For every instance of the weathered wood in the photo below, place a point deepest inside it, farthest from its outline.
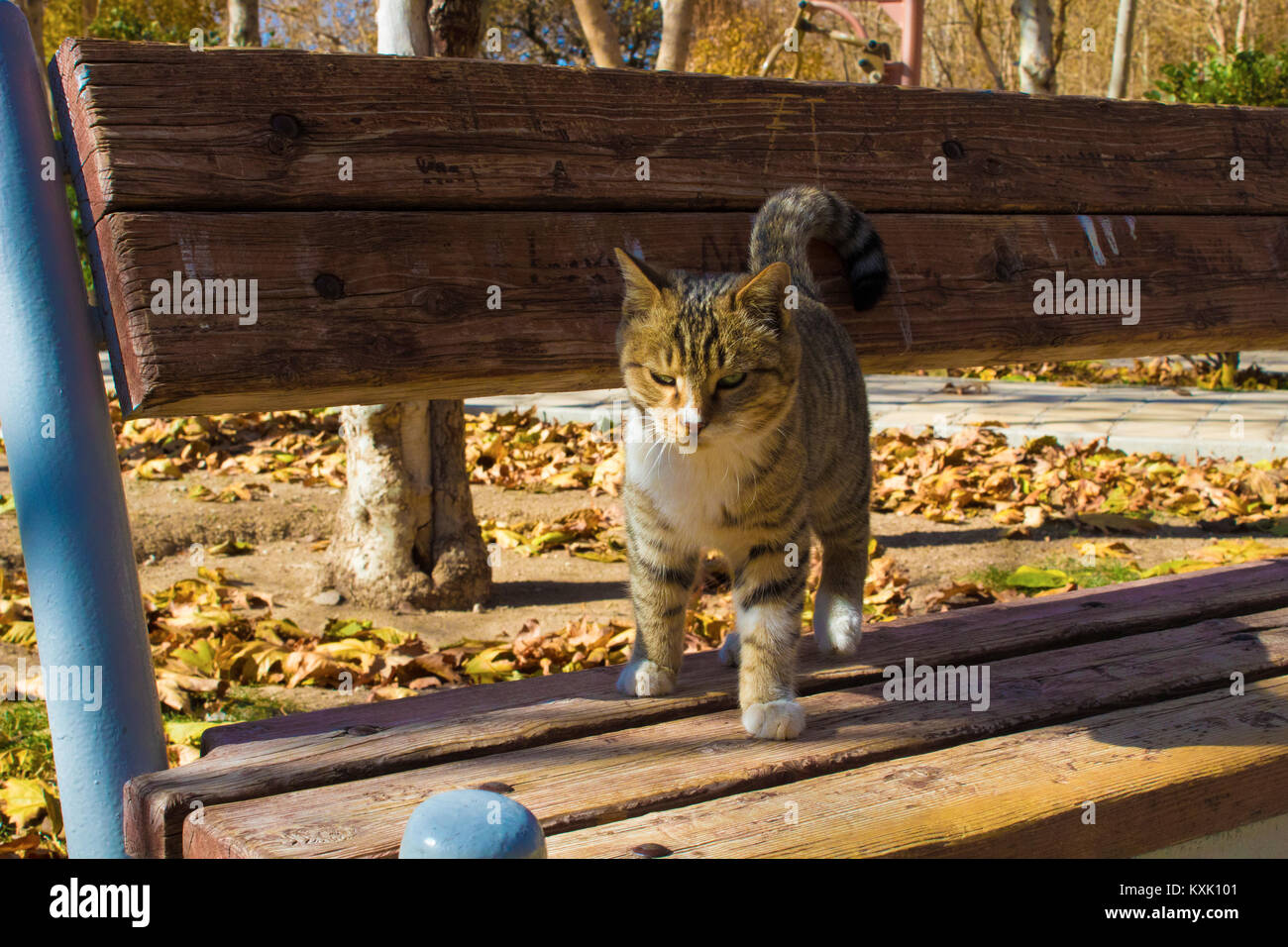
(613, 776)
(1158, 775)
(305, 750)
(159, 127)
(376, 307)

____

» Objective
Quote every item above word for word, leaving out the pictures.

» The result
For every instance of the weathered wood in the photo below, place a point deepest inside it, farthest from its outline.
(613, 776)
(1158, 775)
(305, 750)
(159, 127)
(376, 307)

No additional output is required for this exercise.